◆ Texto fuente
^^^^^^^^^^^^^^^^
Si soy invitado a casa de unos amigos, me las arreglo para
no llegar después del aperitivo.
Si asisto al teatro, me gusta estar instalados antes de
que suba el telón, ambientarme en mi butaca, en la sala, con mis vecinos.
Si voy a un concierto, me gusta oír cómo el primer violín
da el la, cómo todo se organiza y cómo se pasa de la cacofonía al silencio y
del silencio a la música.
Si voy al cine,
echo peste contra los que pasan por delante de la pantalla y me impiden ver las
primeras imágenes (¡son tan importantes!).
Si conecto la televisión para escuchar el telediario me
fastidia perderme el anuncio inicial de las noticias más importantes del día. O
que, mientras la intento escuchar, otros hablen y me impidan enterarme.
En todas partes,
siempre, cuando hay diversas personas que se reúnen para formar asamblea y para
llevar a cabo algo que aprecian, es muy importante el primer momento, los
primeros cinco minutos.
¿Y en nuestras iglesias? En nuestras iglesias suele
ocurrir todo lo contrario. La gente llega tarde, se empieza sin silencio, como
si no importara lo que se hace y se dice.
^^^^^^^^^^^^^^^^
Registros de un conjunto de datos
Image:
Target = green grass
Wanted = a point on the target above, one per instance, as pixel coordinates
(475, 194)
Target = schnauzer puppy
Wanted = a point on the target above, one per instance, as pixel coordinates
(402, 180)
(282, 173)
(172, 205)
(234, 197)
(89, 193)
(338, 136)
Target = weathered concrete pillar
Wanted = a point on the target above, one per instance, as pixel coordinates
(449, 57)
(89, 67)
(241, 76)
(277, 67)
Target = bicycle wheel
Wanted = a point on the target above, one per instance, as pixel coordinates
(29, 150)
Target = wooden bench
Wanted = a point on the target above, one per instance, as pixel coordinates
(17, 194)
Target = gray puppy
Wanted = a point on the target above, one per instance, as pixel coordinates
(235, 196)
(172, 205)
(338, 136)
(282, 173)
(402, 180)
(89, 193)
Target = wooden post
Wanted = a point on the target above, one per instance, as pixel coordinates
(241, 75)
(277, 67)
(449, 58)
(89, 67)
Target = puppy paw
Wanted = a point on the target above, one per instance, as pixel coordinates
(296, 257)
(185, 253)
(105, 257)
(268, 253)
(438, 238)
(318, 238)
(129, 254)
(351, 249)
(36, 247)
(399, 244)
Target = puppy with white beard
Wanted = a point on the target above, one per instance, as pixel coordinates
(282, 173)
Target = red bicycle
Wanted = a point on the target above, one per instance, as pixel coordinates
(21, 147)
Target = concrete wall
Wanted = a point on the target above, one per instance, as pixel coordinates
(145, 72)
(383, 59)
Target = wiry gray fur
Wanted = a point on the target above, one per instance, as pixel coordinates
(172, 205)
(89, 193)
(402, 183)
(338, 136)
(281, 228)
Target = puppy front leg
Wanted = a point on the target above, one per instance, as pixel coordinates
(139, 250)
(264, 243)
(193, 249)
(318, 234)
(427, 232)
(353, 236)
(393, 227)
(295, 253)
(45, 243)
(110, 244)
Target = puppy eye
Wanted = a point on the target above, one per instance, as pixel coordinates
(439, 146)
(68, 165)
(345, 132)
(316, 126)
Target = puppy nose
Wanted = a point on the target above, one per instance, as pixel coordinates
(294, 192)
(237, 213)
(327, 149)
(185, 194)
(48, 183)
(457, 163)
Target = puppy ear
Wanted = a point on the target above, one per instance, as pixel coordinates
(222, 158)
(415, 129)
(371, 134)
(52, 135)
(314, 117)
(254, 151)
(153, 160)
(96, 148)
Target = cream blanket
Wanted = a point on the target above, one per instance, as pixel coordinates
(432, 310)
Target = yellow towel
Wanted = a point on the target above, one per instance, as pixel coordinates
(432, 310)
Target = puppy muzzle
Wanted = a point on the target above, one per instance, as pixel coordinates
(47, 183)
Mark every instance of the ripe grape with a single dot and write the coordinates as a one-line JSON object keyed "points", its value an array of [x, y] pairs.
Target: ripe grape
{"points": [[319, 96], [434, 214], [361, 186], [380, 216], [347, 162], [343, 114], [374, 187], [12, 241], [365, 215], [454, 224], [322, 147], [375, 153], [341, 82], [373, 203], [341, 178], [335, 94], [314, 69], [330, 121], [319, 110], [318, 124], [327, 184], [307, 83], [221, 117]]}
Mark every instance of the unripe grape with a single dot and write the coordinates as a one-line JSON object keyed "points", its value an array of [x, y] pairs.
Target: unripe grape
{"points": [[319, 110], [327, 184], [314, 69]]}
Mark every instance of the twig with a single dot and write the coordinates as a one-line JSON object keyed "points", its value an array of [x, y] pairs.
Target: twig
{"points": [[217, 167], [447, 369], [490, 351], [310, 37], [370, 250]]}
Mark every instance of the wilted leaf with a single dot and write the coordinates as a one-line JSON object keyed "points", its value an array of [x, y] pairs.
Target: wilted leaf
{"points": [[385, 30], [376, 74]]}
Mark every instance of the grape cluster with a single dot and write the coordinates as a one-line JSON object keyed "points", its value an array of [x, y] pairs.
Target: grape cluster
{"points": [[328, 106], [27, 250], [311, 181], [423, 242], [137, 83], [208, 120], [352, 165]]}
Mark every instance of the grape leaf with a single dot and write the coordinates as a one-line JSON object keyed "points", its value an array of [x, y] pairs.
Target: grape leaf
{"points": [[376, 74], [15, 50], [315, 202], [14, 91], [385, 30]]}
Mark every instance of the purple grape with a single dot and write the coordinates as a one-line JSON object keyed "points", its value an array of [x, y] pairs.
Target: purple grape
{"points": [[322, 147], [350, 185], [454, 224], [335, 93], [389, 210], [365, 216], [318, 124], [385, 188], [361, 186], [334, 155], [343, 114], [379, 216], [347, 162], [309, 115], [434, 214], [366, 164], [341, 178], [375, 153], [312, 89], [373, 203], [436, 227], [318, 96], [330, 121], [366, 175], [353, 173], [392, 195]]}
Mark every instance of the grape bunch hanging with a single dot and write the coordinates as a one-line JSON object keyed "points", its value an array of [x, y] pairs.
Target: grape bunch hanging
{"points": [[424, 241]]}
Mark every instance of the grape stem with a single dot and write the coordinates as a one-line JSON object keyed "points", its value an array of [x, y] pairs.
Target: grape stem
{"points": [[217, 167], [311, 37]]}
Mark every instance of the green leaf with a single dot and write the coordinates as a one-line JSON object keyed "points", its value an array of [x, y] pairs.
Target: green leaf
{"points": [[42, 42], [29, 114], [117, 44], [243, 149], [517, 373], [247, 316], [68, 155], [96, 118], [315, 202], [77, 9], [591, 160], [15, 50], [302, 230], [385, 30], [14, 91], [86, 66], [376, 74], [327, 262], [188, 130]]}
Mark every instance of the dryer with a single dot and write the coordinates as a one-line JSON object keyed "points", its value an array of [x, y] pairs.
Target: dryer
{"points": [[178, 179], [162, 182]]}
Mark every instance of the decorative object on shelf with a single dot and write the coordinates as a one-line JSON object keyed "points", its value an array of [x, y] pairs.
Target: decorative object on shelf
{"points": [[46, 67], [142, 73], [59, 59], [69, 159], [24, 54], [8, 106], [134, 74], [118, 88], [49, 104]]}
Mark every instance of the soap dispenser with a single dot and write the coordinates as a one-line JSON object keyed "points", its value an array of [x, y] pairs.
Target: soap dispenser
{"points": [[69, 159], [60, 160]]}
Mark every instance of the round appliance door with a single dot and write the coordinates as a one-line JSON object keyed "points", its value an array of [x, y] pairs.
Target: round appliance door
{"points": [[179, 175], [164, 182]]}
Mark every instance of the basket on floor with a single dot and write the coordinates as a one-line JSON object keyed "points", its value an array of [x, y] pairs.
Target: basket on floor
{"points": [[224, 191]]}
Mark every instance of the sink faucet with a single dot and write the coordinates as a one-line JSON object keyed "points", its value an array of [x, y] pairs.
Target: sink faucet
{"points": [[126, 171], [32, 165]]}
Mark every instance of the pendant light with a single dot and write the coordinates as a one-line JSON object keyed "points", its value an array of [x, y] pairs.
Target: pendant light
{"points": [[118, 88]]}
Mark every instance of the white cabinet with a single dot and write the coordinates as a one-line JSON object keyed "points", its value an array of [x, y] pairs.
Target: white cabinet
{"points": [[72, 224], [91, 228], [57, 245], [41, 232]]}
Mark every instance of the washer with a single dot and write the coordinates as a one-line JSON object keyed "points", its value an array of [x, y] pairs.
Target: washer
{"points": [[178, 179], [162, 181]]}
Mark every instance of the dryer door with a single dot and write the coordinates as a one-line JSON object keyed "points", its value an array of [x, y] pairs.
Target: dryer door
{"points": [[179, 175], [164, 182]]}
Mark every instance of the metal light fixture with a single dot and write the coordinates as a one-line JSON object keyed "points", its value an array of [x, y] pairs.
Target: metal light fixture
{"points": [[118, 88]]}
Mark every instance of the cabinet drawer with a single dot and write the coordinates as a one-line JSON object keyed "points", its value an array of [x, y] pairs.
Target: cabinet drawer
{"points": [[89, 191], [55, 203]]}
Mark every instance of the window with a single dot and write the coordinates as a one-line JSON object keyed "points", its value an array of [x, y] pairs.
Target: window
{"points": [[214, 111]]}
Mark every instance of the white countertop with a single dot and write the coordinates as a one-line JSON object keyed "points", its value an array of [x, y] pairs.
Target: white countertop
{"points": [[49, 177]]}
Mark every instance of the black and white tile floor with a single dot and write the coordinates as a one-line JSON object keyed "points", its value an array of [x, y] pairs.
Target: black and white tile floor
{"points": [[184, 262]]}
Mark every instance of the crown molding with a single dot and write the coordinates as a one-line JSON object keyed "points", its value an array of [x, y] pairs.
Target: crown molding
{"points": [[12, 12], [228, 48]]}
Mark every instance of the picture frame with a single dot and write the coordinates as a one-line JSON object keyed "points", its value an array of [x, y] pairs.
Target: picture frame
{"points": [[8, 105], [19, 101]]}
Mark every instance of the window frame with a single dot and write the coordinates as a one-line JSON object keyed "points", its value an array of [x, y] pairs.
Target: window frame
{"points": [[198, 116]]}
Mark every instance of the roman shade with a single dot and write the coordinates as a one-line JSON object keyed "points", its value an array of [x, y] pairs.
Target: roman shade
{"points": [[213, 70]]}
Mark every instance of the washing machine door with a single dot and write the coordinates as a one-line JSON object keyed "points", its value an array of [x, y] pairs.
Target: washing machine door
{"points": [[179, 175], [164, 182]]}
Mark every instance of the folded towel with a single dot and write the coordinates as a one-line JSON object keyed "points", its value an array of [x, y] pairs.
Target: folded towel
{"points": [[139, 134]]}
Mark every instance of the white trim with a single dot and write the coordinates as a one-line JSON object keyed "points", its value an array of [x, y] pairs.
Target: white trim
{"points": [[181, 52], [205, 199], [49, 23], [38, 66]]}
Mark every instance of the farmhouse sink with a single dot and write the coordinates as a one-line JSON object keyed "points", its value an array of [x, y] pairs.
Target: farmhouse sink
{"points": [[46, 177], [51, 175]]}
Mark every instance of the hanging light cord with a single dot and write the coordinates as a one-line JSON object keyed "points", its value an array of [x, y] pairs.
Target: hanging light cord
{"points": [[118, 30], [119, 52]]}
^^^^^^^^^^^^^^^^
◆ Consigna de trabajo A
Responde estas preguntas sobre el texto acerca de la importancia de los primeros minutos:
(i) Cuando va a un concierto, ¿qué le gusta oír que haga el primer violín?
(ii) ¿Cuántos minutos iniciales se señalan como muy importantes cuando varias personas se reúnen en asamblea?
(iii) ¿Qué hace la gente en nuestras iglesias, según se afirma al final?
◆ Consigna de trabajo B
Retoma el texto acerca de la importancia de los primeros minutos y continúalo a partir de su última oración.

◆ Respuesta A
(i) Le gusta oír cómo el primer violín da el la.
(ii) Los primeros cinco minutos.
(iii) La gente llega tarde, y se empieza sin silencio.

◆ Respuesta B
Pero conozco una iglesia en la que todos los bancos están
ocupados casi un cuarto de hora antes del inicio de la misa: las
personas se saludan, los niños corren un poco por todas partes, el
sacerdote se mueve a lo largo de la
nave, se encienden los cirios, se colocan las flores, la música de
interiorización suena de fondo, se comprueban los micros, se distribuyen las
hojas de cantos, los lectores repasan las lecturas, el pueblo se dispone a
cantar las respuestas.
Por nada del mundo me perdería la asistencia a este tiempo
antes del comienzo.
¡Bienaventurada esta iglesia! ¡Bienaventurados vosotros si
pertenecéis a una comunidad que valore los primeros cinco minutos!